Directive: Only the run of lines from the one containing "Task: point to each instance of the flip" through the last line should be returned, exactly as written.

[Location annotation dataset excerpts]
■ ■ ■

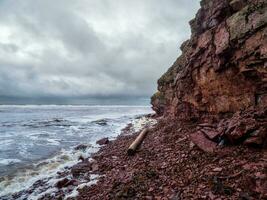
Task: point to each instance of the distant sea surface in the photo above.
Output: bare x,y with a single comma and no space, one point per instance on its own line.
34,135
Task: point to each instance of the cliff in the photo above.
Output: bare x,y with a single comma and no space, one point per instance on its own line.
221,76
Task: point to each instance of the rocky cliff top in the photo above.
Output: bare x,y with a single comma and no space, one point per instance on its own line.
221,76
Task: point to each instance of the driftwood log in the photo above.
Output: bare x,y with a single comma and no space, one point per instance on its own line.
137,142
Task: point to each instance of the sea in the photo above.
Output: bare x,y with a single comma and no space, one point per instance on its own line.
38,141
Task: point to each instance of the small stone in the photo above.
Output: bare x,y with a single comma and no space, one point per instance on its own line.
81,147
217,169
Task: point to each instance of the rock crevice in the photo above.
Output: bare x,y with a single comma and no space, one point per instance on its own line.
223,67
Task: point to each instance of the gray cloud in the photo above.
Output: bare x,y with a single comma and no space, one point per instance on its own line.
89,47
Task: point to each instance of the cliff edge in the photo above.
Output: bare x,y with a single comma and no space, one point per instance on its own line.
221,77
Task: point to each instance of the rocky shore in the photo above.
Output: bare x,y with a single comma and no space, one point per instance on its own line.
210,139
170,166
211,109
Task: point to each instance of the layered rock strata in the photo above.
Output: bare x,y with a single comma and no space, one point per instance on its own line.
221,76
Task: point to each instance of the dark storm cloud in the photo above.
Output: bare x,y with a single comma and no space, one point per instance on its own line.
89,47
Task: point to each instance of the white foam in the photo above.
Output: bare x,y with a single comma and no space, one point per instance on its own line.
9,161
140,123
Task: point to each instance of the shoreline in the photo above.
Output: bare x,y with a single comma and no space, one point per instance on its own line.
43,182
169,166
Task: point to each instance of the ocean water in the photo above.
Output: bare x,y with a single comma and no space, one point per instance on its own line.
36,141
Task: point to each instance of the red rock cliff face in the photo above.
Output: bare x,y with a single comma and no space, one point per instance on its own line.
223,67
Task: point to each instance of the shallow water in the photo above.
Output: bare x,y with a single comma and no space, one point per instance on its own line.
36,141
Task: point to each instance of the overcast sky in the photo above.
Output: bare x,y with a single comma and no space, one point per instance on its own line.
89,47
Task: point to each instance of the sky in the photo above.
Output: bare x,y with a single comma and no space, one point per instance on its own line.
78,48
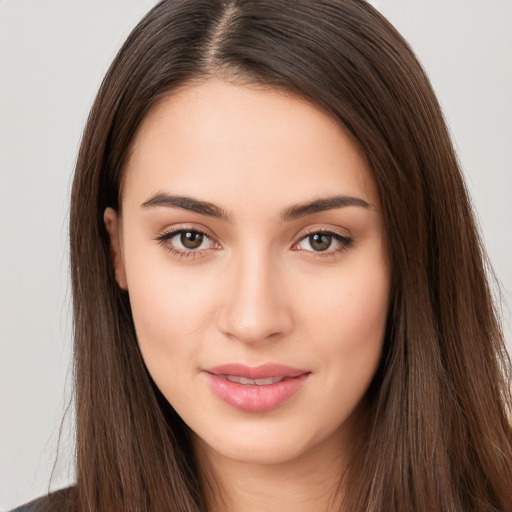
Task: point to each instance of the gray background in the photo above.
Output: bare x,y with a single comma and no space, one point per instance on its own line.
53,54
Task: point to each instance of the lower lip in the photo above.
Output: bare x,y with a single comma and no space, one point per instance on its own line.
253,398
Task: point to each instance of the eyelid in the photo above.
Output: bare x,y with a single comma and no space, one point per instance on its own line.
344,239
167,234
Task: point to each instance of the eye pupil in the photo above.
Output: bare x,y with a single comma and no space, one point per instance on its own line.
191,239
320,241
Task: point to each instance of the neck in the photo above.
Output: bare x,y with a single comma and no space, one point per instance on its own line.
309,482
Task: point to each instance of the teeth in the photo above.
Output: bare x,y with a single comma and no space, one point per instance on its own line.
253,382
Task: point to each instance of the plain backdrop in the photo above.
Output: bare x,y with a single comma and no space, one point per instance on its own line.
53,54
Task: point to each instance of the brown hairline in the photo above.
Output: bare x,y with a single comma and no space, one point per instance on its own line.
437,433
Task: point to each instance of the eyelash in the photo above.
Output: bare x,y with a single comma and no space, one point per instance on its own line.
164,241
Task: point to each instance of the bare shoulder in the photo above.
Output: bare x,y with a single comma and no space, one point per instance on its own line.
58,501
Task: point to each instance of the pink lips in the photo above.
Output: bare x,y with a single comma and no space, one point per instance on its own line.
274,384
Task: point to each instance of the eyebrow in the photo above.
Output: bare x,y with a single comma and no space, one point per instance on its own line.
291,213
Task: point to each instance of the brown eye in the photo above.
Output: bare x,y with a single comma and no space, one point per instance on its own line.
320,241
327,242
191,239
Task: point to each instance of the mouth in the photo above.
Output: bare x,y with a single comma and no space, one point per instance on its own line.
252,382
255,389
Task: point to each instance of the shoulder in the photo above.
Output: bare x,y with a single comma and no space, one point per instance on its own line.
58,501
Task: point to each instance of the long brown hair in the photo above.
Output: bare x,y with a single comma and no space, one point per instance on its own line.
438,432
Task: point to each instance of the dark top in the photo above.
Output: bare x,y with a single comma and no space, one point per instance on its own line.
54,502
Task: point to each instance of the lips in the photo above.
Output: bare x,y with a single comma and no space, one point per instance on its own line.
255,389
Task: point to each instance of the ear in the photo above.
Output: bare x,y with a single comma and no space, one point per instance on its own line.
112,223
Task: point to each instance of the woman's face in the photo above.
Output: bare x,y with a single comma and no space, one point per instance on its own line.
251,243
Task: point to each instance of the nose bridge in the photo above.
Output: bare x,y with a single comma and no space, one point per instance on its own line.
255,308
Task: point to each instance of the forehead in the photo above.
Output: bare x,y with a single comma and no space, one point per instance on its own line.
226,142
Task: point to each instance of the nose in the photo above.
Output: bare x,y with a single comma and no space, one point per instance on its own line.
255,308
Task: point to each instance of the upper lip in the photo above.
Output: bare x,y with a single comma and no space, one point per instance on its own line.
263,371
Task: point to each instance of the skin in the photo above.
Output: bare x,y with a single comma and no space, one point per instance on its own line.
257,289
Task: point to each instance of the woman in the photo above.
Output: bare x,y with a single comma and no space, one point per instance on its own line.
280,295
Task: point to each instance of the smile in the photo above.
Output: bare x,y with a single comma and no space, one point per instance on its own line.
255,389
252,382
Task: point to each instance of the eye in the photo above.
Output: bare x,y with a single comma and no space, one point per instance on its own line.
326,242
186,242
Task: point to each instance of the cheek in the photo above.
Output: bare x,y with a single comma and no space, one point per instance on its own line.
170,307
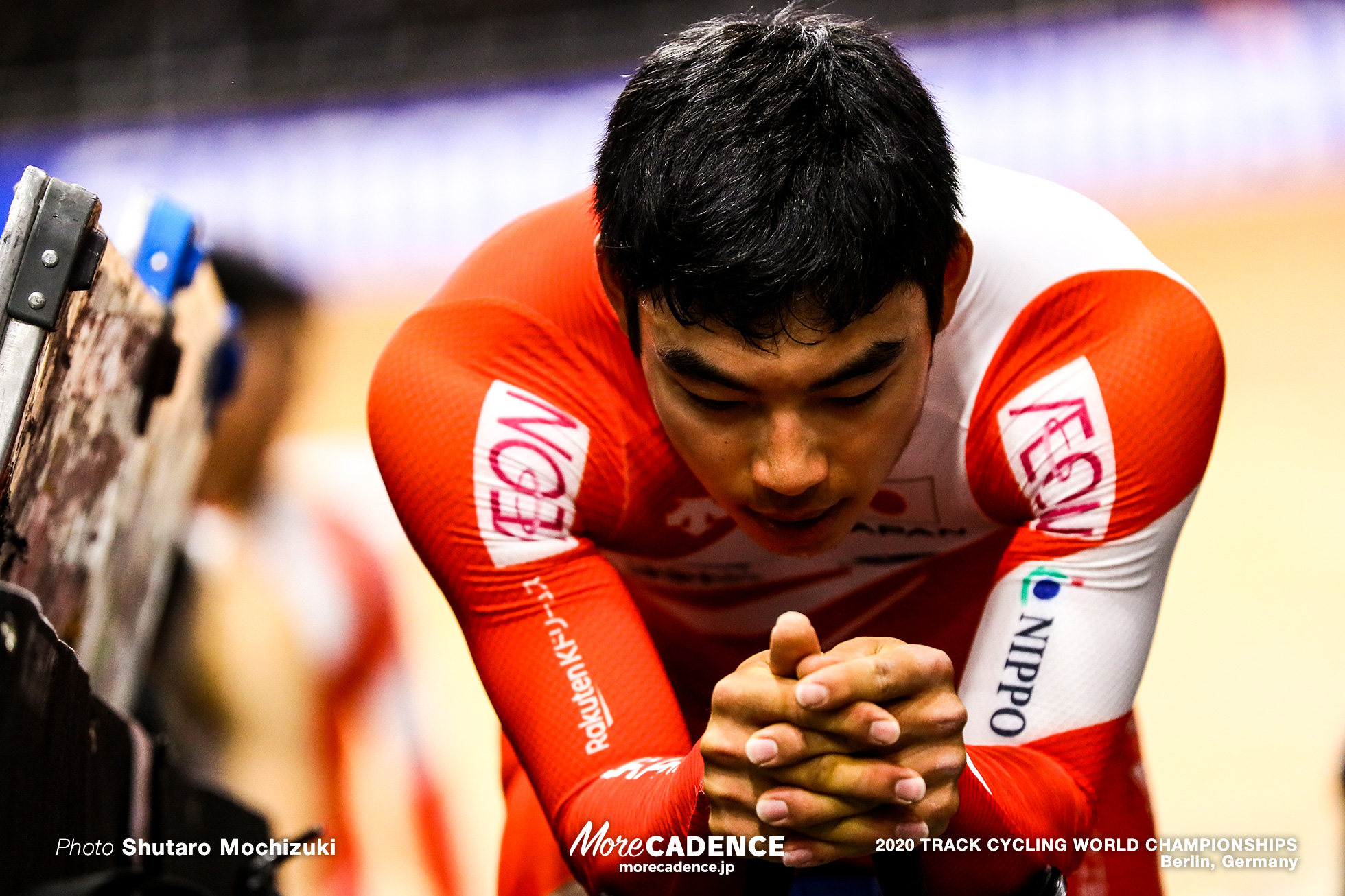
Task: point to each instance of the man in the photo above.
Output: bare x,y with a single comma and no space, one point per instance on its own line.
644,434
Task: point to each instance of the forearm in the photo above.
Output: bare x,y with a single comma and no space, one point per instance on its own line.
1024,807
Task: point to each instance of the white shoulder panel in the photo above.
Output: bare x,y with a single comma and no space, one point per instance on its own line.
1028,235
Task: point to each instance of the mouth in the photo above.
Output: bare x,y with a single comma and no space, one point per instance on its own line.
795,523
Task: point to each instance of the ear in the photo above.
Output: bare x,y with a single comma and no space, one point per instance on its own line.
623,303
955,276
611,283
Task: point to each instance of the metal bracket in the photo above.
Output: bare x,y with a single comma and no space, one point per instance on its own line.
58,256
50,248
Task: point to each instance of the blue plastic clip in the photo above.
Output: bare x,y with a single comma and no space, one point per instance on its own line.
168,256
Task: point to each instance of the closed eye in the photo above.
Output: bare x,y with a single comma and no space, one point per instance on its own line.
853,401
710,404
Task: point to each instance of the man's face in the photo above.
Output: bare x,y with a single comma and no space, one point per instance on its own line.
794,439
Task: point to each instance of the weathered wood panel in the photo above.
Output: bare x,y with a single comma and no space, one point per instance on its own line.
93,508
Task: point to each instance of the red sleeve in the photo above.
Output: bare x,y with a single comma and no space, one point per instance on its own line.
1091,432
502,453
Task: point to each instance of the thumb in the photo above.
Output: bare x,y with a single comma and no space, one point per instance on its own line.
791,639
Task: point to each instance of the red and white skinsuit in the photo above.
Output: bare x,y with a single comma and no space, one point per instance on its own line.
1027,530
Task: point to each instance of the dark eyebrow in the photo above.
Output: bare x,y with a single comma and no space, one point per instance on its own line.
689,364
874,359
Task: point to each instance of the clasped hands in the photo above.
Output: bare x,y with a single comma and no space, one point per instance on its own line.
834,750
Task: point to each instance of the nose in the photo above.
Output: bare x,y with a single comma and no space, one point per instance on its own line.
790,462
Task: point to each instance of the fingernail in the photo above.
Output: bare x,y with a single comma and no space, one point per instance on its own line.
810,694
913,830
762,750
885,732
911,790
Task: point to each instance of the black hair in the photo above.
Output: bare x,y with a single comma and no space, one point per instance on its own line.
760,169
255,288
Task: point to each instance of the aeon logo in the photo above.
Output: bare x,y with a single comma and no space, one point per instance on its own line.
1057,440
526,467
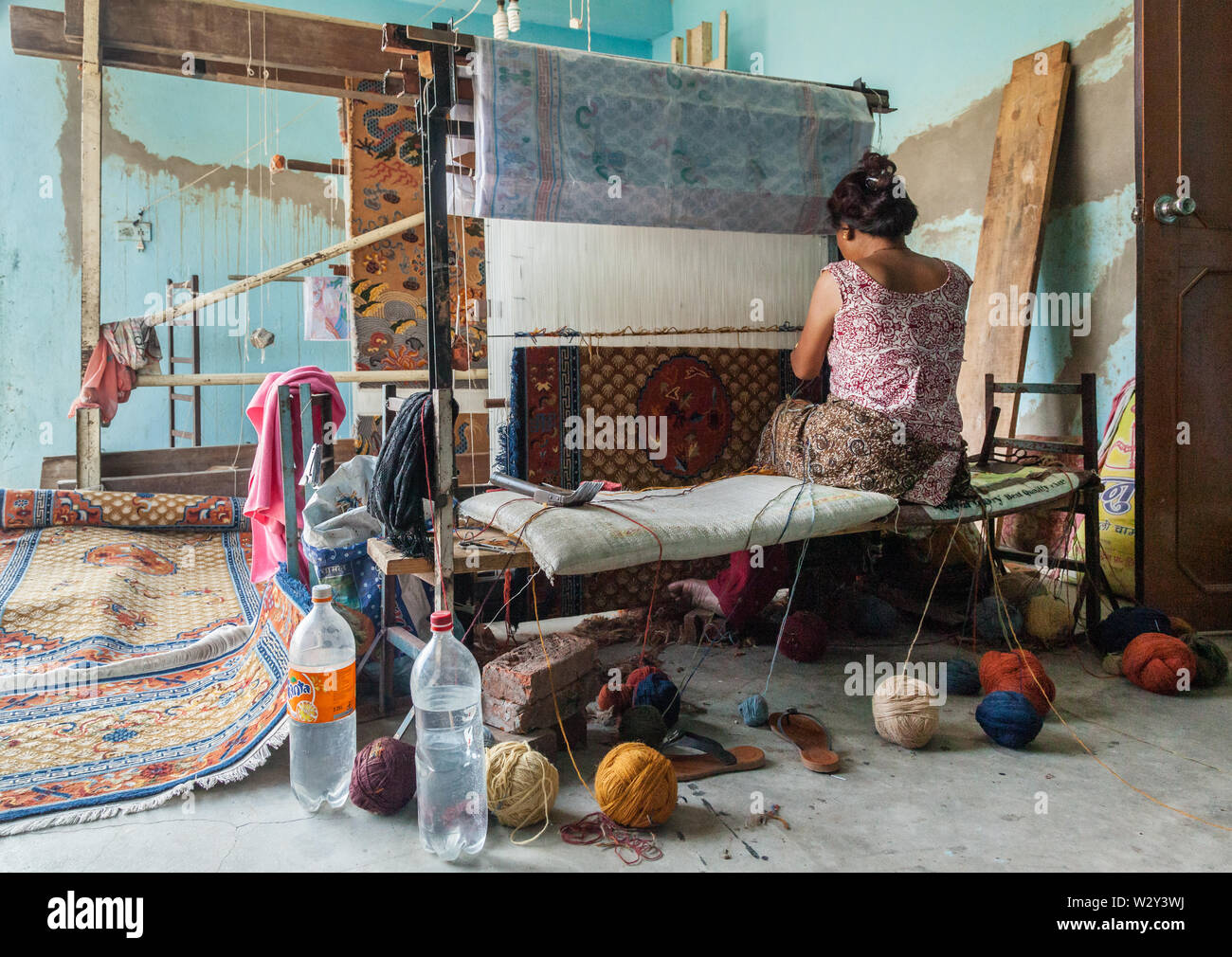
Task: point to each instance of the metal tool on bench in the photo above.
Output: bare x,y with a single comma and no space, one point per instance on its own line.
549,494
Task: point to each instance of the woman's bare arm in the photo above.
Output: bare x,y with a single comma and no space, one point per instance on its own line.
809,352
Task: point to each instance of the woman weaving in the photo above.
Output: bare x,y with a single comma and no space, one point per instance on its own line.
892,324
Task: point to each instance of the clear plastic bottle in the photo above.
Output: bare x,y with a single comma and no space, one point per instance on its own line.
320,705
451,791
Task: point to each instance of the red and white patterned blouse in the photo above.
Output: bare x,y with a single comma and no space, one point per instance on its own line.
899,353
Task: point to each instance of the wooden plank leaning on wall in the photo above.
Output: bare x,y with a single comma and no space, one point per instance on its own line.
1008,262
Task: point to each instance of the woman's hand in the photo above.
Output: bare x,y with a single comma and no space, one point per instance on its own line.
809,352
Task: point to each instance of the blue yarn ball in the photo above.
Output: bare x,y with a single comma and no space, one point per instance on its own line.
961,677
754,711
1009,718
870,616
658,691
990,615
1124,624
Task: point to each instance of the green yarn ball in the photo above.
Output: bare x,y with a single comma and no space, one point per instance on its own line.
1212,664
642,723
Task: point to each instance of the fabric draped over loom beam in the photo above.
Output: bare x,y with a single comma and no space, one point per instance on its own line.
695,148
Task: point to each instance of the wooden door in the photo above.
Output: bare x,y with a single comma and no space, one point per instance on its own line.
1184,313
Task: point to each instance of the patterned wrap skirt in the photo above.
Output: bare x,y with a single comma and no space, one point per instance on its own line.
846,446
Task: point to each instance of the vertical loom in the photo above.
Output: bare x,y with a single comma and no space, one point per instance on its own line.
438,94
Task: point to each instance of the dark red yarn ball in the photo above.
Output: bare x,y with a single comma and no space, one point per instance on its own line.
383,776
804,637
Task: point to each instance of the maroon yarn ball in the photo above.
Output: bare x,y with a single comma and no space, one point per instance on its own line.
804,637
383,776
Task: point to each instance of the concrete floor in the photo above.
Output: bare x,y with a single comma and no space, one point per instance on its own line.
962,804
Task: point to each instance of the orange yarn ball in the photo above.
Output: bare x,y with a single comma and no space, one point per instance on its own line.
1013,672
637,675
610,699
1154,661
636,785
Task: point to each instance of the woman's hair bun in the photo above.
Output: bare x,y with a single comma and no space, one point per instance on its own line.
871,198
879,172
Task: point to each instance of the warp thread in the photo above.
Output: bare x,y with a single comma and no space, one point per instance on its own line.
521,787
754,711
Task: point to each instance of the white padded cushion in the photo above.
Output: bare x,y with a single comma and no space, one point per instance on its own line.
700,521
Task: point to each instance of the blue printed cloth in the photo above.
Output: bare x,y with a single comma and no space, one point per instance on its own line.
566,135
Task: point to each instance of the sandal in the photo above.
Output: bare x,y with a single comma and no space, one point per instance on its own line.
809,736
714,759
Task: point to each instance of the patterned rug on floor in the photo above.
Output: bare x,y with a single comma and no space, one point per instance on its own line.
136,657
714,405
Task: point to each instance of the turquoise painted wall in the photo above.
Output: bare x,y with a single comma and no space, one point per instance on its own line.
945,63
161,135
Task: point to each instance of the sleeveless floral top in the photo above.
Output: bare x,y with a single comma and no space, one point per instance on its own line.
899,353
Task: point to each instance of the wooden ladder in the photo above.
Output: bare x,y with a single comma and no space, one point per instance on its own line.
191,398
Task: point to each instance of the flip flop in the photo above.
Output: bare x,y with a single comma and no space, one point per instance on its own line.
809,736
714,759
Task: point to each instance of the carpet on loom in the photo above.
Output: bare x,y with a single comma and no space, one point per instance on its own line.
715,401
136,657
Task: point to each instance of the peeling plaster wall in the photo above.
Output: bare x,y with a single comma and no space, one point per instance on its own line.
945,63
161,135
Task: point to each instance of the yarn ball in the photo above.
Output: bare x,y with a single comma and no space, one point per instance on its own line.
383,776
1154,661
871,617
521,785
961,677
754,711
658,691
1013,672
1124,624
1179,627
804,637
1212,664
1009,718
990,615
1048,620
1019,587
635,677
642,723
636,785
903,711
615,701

■ ■ ■

Finished answer:
Task: point to each instance of the flip flop in the photo above.
Output: bare x,y with a single comma and no space, one point per instance on its own line.
809,736
714,759
Task: point to each instance of the carpet on loom in the photo above.
Output: bare x,y with a single comma and no space, one point per instance on its own line.
715,401
136,657
Task: point to each instance of the peeling plaster wall in the photo above.
Output: bare x,y with a single comma and no space, one point per instance on its own line.
945,63
161,135
Task: point to each instance of the yarn ball in the photo above.
Output: bare x,y with a single comma and no space, one point per instance on its own line.
383,776
1154,661
871,617
521,785
961,677
754,711
658,691
1013,672
1124,624
1179,627
804,637
1212,664
1009,718
990,615
1048,620
1019,587
635,677
642,723
636,785
903,711
615,701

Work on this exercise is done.